Stated task: Rewrite the records starting at the line containing "Point to every instance of the drainpipe" and ending at the last line of the records. Multiply each answer coordinate by 2.1 and round it to a whole number, with halves rounded up, and leave every other line, including the sample coordinates, unchanged.

Recorded data:
* * *

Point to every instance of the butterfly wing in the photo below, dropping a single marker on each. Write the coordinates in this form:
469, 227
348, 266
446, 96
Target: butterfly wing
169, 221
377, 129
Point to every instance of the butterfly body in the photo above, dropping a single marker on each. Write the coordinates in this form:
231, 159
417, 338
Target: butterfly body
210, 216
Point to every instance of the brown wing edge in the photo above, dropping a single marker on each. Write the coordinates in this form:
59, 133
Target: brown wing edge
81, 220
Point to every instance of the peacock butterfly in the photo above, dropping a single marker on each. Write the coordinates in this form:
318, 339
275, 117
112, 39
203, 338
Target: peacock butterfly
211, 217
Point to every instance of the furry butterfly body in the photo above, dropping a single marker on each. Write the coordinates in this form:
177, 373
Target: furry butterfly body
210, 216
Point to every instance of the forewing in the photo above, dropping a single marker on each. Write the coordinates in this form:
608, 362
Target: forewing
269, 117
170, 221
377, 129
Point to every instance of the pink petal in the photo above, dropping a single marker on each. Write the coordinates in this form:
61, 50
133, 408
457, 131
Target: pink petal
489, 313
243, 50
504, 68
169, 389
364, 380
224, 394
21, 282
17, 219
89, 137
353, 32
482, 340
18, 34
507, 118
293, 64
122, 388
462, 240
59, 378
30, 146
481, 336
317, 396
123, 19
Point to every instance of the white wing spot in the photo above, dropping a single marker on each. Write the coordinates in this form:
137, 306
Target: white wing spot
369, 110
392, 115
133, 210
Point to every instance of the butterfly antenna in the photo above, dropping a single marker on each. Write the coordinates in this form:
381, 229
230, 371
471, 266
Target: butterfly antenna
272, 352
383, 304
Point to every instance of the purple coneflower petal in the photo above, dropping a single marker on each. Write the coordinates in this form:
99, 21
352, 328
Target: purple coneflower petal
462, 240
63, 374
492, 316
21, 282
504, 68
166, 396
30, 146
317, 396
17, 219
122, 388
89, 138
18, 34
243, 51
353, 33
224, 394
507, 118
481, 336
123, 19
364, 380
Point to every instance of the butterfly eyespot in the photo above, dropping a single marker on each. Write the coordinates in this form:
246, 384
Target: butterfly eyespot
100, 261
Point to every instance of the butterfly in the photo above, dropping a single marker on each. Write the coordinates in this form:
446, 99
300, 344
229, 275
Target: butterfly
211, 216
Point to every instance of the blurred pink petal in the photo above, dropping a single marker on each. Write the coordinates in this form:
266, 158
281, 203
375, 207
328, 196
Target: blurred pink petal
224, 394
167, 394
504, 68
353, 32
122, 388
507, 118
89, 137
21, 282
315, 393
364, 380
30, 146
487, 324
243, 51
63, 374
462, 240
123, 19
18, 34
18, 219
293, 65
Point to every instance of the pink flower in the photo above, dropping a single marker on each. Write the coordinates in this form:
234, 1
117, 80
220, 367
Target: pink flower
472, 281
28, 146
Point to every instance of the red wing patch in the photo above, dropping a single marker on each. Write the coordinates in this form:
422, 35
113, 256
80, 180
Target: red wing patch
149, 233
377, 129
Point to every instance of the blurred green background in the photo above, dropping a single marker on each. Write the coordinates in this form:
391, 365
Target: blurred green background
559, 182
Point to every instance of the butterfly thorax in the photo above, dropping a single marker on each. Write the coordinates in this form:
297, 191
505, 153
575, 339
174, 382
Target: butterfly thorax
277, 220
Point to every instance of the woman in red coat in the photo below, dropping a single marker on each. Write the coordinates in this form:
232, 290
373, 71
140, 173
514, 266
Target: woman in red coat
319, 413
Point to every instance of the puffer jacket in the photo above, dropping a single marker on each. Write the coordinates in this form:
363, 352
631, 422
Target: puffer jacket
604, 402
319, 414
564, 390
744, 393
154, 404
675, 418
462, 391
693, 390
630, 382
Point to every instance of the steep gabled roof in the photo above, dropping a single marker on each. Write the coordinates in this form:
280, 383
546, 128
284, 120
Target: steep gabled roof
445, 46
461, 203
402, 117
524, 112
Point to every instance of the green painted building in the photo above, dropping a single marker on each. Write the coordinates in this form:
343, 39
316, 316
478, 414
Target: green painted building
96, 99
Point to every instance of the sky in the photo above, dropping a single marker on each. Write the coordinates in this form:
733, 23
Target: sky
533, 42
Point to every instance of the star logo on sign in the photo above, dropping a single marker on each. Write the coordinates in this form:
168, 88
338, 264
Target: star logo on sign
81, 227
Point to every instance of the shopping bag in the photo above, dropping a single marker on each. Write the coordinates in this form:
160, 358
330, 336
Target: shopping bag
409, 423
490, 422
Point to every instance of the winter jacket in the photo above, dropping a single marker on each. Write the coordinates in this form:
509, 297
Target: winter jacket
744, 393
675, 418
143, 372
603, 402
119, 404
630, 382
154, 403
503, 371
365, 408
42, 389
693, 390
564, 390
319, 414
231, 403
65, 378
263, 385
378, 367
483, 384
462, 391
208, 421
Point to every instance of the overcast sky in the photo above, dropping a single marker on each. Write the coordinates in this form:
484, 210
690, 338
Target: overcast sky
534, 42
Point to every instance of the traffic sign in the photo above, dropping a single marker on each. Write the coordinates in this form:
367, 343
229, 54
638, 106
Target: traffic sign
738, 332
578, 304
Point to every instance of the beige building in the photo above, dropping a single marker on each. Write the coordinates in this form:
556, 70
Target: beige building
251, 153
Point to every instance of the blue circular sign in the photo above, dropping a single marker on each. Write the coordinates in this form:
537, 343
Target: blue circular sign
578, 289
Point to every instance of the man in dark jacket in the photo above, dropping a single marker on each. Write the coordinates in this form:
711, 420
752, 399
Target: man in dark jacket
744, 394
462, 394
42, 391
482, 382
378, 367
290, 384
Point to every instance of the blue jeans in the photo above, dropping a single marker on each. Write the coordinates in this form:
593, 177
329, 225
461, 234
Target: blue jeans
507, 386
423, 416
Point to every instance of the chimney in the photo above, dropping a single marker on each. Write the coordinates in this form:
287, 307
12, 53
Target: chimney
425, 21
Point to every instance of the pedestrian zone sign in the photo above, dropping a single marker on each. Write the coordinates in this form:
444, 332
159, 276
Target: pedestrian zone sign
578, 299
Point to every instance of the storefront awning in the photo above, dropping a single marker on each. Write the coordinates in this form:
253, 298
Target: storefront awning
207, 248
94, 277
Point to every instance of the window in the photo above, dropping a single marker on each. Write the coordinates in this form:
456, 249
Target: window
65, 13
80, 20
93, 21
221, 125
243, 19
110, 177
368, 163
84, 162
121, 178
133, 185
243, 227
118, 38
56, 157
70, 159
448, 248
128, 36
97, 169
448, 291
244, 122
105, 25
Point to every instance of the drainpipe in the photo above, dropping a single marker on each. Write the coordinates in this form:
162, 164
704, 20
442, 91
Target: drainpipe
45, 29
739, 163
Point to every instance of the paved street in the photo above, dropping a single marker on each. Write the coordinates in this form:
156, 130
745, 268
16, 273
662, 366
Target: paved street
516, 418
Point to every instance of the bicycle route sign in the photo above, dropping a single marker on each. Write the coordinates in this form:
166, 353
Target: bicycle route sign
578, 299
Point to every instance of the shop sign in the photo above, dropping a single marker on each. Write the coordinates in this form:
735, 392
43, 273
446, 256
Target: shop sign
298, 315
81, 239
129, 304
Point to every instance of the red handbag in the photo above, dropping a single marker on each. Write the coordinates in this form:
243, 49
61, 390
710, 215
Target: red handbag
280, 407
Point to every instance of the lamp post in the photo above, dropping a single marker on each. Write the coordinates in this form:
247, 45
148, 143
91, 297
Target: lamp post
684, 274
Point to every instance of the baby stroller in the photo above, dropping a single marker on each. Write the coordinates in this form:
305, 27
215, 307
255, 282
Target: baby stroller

* * *

Output for this exercise:
Point to every instance of the drainpipe in the photo above, dropping a single marker on each. Write the coordinates in this form:
162, 164
704, 20
442, 91
Target: drainpipe
95, 61
1552, 342
Point to every instance of the paved street in the photo above, dropping a single marker on each. Write the coordinates in this form:
156, 130
745, 268
16, 273
662, 366
Target: paved street
1084, 878
Point to every instance of the bicycle route sign in the photo above, dropping a single marker on each. Write the coordinates in this form:
166, 353
Target: bicycle route sign
1214, 628
Point to every instance of the shop sign in the photo above, dropping a single marker on each. Write the coordinates in this form:
735, 392
43, 273
446, 256
Target: shop sign
626, 662
170, 502
271, 638
Point to every instance of the red handbag in the photo above, dropping a single marker on each. Write the coordinates in this form:
243, 49
61, 390
710, 215
Target: red handbag
588, 855
Point to every instance of the lamp post in the photo above, dropping a single marker on each. Write the coordinates in this form:
247, 45
148, 143
91, 297
Target: lamp post
1436, 575
Point to every instance of the baby stroller in the photo above, dropping a single marker on each. Write the coordinates in this form:
305, 27
215, 307
255, 282
Target: baby stroller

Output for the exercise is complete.